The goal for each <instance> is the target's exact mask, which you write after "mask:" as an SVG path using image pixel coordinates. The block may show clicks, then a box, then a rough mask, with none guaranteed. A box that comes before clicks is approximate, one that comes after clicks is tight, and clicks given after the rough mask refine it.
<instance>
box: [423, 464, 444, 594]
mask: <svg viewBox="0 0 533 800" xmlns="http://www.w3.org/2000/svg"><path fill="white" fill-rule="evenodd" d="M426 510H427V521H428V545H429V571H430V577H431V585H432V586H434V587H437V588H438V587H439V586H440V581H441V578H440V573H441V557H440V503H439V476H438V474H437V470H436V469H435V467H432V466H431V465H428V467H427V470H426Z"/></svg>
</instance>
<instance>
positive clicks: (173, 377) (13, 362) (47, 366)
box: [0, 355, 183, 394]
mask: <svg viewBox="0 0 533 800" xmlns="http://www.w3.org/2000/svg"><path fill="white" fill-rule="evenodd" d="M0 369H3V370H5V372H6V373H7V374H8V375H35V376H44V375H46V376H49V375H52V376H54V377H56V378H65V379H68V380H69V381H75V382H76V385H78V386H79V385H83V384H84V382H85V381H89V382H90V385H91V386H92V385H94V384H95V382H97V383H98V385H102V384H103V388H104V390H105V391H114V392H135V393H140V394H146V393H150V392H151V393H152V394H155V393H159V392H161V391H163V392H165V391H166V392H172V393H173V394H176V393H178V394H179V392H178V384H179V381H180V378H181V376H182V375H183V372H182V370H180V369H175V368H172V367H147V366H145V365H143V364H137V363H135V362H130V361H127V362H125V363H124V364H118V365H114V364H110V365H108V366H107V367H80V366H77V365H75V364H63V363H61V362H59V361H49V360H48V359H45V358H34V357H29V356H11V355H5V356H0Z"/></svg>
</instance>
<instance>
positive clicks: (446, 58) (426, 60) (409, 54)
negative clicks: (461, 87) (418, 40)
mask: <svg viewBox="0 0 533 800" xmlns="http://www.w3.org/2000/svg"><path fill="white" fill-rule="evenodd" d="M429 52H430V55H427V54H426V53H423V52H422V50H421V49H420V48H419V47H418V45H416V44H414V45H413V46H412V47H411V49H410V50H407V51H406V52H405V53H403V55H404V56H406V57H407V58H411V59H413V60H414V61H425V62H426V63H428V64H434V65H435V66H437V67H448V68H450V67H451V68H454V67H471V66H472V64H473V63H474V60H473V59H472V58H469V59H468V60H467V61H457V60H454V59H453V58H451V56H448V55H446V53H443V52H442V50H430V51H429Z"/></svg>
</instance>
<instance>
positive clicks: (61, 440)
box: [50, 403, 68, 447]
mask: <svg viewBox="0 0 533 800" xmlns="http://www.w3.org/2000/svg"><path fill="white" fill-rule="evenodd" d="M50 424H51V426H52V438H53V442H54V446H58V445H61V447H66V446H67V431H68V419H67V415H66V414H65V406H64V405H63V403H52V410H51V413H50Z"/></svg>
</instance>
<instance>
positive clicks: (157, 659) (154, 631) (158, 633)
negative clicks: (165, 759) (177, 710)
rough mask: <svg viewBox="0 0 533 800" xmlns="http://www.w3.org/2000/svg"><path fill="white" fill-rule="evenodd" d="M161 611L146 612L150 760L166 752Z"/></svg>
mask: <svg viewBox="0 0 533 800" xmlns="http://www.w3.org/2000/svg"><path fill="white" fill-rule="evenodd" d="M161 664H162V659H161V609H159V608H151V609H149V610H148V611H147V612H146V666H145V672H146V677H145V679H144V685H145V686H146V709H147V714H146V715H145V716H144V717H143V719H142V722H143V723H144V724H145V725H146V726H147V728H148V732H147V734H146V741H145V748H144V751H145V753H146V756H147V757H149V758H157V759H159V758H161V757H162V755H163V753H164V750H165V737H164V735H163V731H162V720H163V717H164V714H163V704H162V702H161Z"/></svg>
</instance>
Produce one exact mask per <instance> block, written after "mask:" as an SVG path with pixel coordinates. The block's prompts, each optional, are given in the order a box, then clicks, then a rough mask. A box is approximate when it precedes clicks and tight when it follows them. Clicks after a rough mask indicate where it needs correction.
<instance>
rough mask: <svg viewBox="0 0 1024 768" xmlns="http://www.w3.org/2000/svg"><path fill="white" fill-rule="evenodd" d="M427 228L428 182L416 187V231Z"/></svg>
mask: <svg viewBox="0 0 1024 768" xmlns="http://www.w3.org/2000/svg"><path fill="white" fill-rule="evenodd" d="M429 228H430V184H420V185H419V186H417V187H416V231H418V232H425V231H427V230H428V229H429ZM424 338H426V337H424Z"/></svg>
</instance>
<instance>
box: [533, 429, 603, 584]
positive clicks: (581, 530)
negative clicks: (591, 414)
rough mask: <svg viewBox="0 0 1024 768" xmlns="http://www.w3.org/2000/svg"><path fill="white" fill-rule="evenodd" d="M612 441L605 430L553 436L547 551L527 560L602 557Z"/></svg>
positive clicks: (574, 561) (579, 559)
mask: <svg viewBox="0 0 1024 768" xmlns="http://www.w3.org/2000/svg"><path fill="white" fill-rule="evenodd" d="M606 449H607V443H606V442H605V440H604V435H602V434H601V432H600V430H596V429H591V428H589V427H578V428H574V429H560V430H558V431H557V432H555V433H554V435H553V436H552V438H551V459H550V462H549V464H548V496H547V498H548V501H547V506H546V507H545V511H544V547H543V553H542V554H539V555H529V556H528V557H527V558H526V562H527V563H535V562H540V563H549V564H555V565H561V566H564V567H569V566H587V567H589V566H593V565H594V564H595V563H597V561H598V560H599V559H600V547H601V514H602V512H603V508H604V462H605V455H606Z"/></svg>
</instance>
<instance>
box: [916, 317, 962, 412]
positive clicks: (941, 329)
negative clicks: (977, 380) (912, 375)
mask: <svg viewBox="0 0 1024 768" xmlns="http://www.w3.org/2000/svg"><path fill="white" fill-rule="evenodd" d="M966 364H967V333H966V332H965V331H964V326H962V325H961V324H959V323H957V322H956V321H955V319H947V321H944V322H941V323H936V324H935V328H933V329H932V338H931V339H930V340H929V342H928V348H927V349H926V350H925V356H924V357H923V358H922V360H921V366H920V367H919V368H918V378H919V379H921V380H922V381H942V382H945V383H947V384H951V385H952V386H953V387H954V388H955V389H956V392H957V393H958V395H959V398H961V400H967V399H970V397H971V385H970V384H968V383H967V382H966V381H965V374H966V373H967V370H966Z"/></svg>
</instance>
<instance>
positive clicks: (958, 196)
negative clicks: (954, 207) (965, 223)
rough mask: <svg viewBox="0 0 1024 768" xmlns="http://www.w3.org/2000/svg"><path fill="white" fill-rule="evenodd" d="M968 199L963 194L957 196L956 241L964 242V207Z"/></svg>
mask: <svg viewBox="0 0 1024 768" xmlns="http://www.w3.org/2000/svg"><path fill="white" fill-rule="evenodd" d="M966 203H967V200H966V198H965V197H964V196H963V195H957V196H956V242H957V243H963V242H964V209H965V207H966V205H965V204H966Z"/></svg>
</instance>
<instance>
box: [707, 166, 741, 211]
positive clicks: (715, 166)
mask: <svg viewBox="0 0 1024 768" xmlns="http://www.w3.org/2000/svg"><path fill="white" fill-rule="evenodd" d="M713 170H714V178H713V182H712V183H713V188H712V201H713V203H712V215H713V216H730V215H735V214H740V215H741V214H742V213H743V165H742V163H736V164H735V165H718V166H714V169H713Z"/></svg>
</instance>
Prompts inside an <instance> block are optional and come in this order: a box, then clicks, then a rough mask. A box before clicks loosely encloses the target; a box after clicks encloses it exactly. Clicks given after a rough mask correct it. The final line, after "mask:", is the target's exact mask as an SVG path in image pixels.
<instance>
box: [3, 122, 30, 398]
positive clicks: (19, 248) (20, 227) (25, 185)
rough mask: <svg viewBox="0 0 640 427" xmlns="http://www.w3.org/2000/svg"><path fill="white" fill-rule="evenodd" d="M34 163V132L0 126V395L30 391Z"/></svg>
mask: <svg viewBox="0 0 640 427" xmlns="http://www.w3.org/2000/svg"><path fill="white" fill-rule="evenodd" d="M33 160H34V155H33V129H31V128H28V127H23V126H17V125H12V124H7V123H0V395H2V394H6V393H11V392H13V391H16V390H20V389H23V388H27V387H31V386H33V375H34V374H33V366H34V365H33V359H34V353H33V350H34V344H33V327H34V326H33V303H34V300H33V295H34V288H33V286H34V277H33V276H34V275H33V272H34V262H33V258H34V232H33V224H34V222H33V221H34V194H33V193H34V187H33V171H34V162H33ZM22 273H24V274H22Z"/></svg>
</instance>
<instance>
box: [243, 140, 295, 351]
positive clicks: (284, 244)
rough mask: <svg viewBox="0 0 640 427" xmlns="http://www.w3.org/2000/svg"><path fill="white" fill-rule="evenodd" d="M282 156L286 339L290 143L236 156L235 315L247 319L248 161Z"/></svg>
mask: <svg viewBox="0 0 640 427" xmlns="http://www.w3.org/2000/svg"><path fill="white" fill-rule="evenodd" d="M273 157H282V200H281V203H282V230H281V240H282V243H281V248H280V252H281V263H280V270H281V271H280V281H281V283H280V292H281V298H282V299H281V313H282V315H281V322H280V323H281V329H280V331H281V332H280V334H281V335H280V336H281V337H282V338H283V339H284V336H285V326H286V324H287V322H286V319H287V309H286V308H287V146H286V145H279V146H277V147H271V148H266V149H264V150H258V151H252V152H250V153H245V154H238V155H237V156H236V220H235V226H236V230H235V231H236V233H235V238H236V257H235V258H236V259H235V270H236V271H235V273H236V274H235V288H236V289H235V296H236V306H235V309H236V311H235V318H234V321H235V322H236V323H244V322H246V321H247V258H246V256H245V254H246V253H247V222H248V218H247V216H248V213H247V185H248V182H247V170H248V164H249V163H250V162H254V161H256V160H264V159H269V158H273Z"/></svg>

Task requirements: In the material, find each line with the word "tight" and list it.

Answer below:
The goal for each <instance> is the target's exact mask, which you write after "mask:" as an SVG path using image pixel coordinates. The block may show clicks, then a box, then a rough mask, with none guaranteed. A box that comes before clicks is approximate, one that comes after clicks is tight, and clicks given after the rough mask refine it.
Produce one exact mask per <instance> block, written after "mask:" as an SVG path with pixel coordinates. The block's prompts, each optional, are given in the order a box, then clicks, then a rough mask. A box is approximate when it precedes clicks and tight when it follows them. Clicks after a rough mask indicate where it needs correction.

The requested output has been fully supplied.